(Selected text Opens)

Boys Hope Girls Hope of Baltimore and St. Louis ran summer programs that highlighted how learning and exploring together could yield beneficial results. Many promising concepts of the Boys Hope Girls Hope Network Strategic Plan were at work.
The Network plan focuses on the expansion and launch of Academies and the power of scholars learning by doing — united by a re-tooled My Road curriculum. Strategic growth will be realized by adding cohorts of scholars in the same age groups and focusing on group activities to supplement individualized attention. A new grant by the John Templeton Foundation will further help Boys Hope Girls Hope test how this approach can impact curiosity, perseverance, and purpose. Outcomes over the summer in Baltimore and St. Louis were encouraging.
Baltimore Tests the Waters
For Baltimore, whose programming is currently exclusively residential, the summer offered a unique opportunity to test the waters for what is hoped to be the launch of their first out-of-school-time Academy in 2023.
“After two summers of COVID, our scholars had felt somewhat isolated from the community,” said Arlene Hackbarth, executive director, Boys Hope Girls Hope of Baltimore. “With our goal of launching an Academy, we realized that this summer was a great time to explore new things and encourage scholars to learn about the world.”
The Baltimore team designed activities that scholars could do together on-site as well as out in the community from June to August. “We focused on how to provide education outside of the classroom,” Hackbarth said.
Academic time took on a STEM focus, including a Bio Bootcamp with Johns Hopkins University and a three-part health series with Siemens Healthineers, complete with an opportunity for scholars to learn how to conduct X-rays through virtual reality goggles.
Scholars tended a garden together to learn life preparedness, stayed fit by swimming at the local Y, and did community service for Our Daily Bread hot meal program.
Once a week, there was a learning field trip, which included the beach in Ocean City, Zoo, Washington, D.C. monuments, Baltimore Ravens training camp, and college visits for rising seniors.
The mix of group activities and individualized attention yielded strong results. “You really see all our scholars have bonded even more by doing activities together,” Hackbarth said. “The scholars also have formed stronger relationships with our team, who in turn felt very fulfilled about their role.”
St. Louis Refines and Recruits
In putting together Camp in the Community this past summer, the affiliate saw an opportunity to build upon the learnings of their Fall 2021 Academy re-launch with a pilot of 10 students while growing weekly capacity to 32.
“The summer experience gave us a really good understanding of what it will look like to have 30 to 40 Academy scholars on the campus,” said Ryan Hanewinkel, Boys Hope Girls Hope of St. Louis’ Academy program manager. “We were able to make sure programming is diversified for each age group and how to align staffing accordingly.”

(Selected text Closes)

Required work
Print the part of the article on the Boys Hope Girls Hope summer programs that starts at "St. Louis Refines" and ends at "capacity to 32.", word for word. The records that follow stand apart from the article on the summer programs and have no connection to it.

(Entries supplied Opens)

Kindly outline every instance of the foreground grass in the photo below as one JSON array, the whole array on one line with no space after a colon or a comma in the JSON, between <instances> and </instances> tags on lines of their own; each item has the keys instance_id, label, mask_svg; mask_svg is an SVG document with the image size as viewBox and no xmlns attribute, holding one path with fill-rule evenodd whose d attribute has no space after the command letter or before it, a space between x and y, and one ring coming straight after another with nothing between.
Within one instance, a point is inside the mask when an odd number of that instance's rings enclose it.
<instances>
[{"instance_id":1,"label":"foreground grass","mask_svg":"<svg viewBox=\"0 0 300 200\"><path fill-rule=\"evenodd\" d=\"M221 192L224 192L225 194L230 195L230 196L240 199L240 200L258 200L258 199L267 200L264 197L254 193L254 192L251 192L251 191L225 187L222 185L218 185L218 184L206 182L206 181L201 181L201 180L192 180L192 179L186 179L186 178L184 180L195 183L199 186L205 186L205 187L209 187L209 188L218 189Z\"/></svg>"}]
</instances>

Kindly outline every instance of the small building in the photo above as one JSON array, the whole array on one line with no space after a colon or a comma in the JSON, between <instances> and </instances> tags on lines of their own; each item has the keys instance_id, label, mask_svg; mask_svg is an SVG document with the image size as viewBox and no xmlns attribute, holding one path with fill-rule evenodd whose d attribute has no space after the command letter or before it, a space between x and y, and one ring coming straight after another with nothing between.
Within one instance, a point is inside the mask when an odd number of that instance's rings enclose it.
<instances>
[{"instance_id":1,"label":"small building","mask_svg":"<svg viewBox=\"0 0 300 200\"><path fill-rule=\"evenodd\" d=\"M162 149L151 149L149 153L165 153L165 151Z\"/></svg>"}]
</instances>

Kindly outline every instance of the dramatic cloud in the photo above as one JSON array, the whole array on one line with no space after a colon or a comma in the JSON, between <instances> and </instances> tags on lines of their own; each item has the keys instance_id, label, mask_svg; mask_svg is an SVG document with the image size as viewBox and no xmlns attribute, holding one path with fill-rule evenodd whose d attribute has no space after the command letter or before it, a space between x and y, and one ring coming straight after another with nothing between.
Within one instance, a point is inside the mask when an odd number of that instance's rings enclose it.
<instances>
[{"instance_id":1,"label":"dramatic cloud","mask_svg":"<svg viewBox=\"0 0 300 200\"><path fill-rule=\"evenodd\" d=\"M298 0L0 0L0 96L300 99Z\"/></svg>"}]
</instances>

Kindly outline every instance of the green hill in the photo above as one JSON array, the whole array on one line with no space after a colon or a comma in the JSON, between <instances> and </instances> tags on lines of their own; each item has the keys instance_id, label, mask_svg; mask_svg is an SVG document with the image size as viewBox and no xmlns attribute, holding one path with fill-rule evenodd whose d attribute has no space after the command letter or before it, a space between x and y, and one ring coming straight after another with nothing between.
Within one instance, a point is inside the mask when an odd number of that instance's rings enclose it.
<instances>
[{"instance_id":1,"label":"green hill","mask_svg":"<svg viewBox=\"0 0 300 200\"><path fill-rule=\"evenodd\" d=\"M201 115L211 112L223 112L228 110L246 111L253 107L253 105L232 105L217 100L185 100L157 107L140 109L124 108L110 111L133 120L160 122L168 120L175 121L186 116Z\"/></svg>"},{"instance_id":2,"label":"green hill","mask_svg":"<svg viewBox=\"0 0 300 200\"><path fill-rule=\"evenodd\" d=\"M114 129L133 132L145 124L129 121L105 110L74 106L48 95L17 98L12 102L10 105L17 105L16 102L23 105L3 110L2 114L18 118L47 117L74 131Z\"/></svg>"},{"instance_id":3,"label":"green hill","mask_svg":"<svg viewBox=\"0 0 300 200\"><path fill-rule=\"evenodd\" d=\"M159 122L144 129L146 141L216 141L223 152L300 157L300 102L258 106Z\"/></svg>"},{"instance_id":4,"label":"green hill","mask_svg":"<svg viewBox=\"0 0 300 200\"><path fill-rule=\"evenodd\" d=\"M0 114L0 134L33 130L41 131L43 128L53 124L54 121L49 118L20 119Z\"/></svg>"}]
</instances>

(Entries supplied Closes)

Answer below
St. Louis Refines and Recruits
In putting together Camp in the Community this past summer, the affiliate saw an opportunity to build upon the learnings of their Fall 2021 Academy re-launch with a pilot of 10 students while growing weekly capacity to 32.